■ EXCERPTED DATA ■
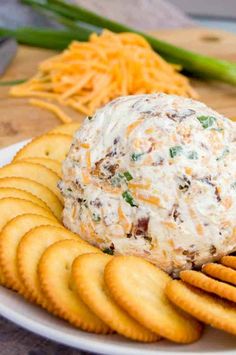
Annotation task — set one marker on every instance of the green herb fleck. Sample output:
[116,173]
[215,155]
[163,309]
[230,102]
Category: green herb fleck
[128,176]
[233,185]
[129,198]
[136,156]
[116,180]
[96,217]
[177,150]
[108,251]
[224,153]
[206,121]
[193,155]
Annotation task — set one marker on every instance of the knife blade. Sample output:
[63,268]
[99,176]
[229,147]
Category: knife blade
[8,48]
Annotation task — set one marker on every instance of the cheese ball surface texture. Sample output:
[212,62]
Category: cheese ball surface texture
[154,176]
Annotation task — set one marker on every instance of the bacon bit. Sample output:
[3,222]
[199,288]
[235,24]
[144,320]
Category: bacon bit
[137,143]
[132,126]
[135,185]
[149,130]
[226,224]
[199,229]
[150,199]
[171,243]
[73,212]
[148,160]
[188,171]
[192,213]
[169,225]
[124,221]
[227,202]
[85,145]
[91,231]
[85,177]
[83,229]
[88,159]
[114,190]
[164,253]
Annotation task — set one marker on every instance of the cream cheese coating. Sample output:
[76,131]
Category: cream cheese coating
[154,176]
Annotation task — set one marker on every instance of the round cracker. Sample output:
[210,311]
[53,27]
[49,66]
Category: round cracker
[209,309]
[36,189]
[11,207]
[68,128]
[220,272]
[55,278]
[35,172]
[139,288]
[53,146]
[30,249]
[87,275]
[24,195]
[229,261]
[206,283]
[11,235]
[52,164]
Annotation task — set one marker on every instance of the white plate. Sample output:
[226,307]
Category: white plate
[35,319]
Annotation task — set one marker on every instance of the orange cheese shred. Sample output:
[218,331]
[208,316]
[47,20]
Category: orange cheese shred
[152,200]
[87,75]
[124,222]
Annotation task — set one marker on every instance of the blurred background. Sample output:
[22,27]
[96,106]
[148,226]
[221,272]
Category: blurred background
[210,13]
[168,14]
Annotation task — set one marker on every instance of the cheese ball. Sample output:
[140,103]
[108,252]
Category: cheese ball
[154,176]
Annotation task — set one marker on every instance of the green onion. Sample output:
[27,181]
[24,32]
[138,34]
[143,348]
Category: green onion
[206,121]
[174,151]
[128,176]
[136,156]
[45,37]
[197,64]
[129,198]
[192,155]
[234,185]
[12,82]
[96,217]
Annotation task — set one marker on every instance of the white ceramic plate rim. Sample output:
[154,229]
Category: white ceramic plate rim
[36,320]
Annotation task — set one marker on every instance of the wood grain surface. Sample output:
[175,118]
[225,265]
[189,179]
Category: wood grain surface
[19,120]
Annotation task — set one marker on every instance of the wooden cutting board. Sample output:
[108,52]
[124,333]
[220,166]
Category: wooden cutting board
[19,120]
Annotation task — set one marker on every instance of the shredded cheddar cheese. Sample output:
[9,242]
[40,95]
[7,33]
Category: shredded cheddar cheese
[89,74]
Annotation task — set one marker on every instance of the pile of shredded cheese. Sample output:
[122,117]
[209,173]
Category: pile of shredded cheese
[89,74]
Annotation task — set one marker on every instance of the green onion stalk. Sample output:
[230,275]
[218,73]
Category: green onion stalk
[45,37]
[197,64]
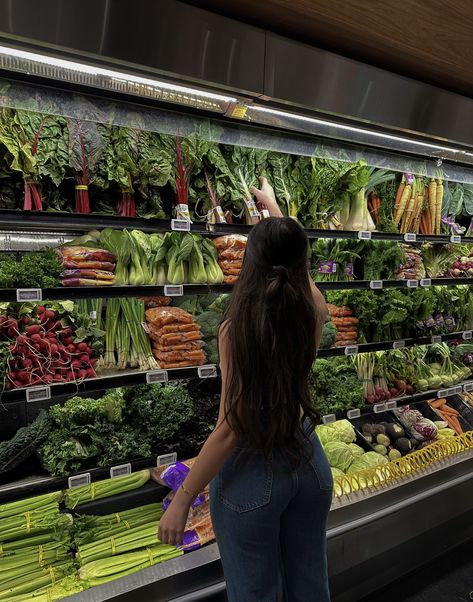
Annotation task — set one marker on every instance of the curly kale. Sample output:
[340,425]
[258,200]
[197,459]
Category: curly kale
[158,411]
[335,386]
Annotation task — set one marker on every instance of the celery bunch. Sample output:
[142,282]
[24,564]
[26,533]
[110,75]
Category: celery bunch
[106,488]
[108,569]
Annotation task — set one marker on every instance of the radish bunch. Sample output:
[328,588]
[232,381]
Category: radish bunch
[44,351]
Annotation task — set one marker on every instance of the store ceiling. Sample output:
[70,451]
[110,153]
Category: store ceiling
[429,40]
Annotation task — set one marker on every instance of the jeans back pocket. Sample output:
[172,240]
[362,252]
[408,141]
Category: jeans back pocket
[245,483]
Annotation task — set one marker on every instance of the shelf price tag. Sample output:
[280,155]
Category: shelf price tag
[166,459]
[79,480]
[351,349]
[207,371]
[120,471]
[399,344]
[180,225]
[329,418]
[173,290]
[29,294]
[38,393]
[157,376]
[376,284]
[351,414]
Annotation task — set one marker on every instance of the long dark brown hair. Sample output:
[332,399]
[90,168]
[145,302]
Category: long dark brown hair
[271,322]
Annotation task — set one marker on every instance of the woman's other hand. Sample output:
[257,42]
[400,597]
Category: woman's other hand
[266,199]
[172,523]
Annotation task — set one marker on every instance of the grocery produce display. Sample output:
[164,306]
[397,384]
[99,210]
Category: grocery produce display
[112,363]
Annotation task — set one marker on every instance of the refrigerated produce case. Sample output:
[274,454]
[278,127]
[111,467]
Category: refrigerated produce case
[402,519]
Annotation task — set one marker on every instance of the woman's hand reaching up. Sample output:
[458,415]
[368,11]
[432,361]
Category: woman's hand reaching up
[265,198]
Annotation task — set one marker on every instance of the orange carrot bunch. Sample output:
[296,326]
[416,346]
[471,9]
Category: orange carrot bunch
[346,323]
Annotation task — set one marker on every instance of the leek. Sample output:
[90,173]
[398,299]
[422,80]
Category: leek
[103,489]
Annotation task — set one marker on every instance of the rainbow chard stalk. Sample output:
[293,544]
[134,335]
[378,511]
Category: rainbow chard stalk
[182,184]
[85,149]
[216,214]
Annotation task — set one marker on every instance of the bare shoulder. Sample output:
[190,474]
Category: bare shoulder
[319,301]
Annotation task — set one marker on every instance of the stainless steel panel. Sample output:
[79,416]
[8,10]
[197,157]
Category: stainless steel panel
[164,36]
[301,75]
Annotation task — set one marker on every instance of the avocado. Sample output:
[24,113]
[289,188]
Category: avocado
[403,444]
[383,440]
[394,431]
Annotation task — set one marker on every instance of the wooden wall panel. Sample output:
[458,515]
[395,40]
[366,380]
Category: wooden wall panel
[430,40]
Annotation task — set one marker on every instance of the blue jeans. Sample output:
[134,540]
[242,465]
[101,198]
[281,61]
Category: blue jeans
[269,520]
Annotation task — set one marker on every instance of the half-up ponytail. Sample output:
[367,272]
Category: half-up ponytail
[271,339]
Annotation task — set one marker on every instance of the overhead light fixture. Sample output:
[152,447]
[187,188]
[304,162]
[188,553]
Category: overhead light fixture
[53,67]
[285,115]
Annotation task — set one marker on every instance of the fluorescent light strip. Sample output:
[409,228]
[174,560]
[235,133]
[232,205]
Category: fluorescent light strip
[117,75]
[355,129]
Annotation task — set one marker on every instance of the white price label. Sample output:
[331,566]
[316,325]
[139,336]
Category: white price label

■ YOUR TASK ■
Set down, exactly and only, the lines running from the one holding "Category: wooden wall panel" through the end of the records above, both ends included.

■ RESPONSE ■
Category: wooden wall panel
[430,40]
Annotation task — set one marker on every instance of the blue jeans. Sample output:
[134,540]
[242,465]
[101,198]
[281,61]
Category: blue jeans
[269,520]
Annotation task — set one marker on every instance of the half-up ponytail. Sample output:
[367,272]
Category: half-up ponytail
[271,339]
Annotation task — set one marker on every instance of the overhead light fixture. Sample output:
[152,447]
[187,188]
[304,162]
[188,553]
Category: overhead light fixture
[53,67]
[285,115]
Annotation task — set one marker on every instance of the fluorescent light strip. Sample output:
[409,228]
[174,560]
[235,133]
[232,205]
Category: fluorescent light strip
[117,75]
[355,129]
Annotation task — set one marker on every instance of the white price label. Sample output:
[331,566]
[316,325]
[139,336]
Category: white price label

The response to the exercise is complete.